■ **Required actions**:
- a) In the SIL post, what does the author give as an example of extraneous stuff added by the compiler?
- b) Extract, word for word, the stretch of the SIL post that starts at the words containing "store %value to" and ends with "apply %f_test(%value_again2) : $@convention(thin) (Int) -> ()".
- c) For each statement, say yes or no depending on whether the SIL post agrees, and quote the words from the SIL post that decide it. (i) In the test, the function @bar uses the integer literal 42. (ii) The author ran the test file through rle. (iii) The author says SIL files may depend on the stdlib whenever it is convenient.

When I said write the SIL by hand, what I meant was writing the whole program by hand. In general, we prefer SIL programs that do not have extraneous stuff that is added by the compiler (for instance debug_value). Additionally, it is important for SIL files to not have dependencies on the stdlib unless absolutely necessary (i.e. your usage of Int). This prevents the stdlib maintainers from having to update these tests given chances to the stdlib. Below is a cleaned up version that shows the problem. Look at how small it is and how it tests /exactly/ what we are trying to test and via the use of declarations and the like we are able to exclude other optimizations:
----
sil_stage canonical
import Builtin
struct Int {
var _value : Builtin.Int64
}
sil @test : $@convention(thin) (Int) -> ()
sil @buz : $@convention(thin) (@in_guaranteed Int) -> ()
sil @bad : $@convention(thin) (@in_guaranteed Int) -> ()
sil @bar : $@convention(thin) (@in Int) -> () {
bb0(%0 : $*Int):
%value_raw = integer_literal $Builtin.Int64, 42
%value = struct $Int (%value_raw : $Builtin.Int64)
store %value to %0 : $*Int
%f_buz = function_ref @buz : $@convention(thin) (@in_guaranteed Int) -> ()
%r1 = apply %f_buz(%0) : $@convention(thin) (@in_guaranteed Int) -> ()
%value_again = load %0 : $*Int
%f_test = function_ref @test : $@convention(thin) (Int) -> ()
%r2 = apply %f_test(%value_again) : $@convention(thin) (Int) -> ()
%f_bad = function_ref @bad : $@convention(thin) (@in_guaranteed Int) -> ()
%r3 = apply %f_bad(%0) : $@convention(thin) (@in_guaranteed Int) -> ()
%value_again2 = load %0 : $*Int
%r4 = apply %f_test(%value_again2) : $@convention(thin) (Int) -> ()
%9999 = tuple()
return %9999 : $()
}
----
When I run this test file through rle, I get:
----
sil_stage canonical
import Builtin
import Swift
import SwiftShims
struct Int {
@sil_stored var _value: Builtin.Int64
init(_value: Builtin.Int64)
}
// test
sil @test : $@convention(thin) (Int) -> ()
// buz
sil @buz : $@convention(thin) (@in_guaranteed Int) -> ()
// bad
sil @bad : $@convention(thin) (@in_guaranteed Int) -> ()

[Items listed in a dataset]
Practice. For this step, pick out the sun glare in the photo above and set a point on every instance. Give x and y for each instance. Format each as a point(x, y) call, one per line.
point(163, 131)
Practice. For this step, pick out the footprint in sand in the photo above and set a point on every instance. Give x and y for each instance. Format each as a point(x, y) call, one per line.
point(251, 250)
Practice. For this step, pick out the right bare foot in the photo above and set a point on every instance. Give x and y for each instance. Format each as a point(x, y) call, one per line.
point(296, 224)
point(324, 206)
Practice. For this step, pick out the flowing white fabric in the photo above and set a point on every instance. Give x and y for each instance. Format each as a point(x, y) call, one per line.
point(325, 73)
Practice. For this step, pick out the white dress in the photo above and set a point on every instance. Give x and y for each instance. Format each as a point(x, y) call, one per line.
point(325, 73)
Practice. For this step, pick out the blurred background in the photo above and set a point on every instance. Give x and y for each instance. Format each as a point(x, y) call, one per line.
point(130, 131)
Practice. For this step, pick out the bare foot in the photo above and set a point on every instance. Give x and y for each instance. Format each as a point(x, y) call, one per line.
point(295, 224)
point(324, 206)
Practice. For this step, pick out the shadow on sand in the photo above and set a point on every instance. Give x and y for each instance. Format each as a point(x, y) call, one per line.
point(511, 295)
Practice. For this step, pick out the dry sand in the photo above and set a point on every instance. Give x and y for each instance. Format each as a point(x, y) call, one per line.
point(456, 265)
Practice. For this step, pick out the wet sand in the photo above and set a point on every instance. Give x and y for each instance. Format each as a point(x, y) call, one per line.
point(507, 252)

■ **Task answers**:
- a) debug_value

- b)
store %value to %0 : $*Int
%f_buz = function_ref @buz : $@convention(thin) (@in_guaranteed Int) -> ()
%r1 = apply %f_buz(%0) : $@convention(thin) (@in_guaranteed Int) -> ()
%value_again = load %0 : $*Int
%f_test = function_ref @test : $@convention(thin) (Int) -> ()
%r2 = apply %f_test(%value_again) : $@convention(thin) (Int) -> ()
%f_bad = function_ref @bad : $@convention(thin) (@in_guaranteed Int) -> ()
%r3 = apply %f_bad(%0) : $@convention(thin) (@in_guaranteed Int) -> ()
%value_again2 = load %0 : $*Int
%r4 = apply %f_test(%value_again2) : $@convention(thin) (Int) -> ()

- c)
(i) Yes: "integer_literal $Builtin.Int64, 42"
(ii) Yes: "When I run this test file through rle"
(iii) No: "it is important for SIL files to not have dependencies on the stdlib unless absolutely necessary"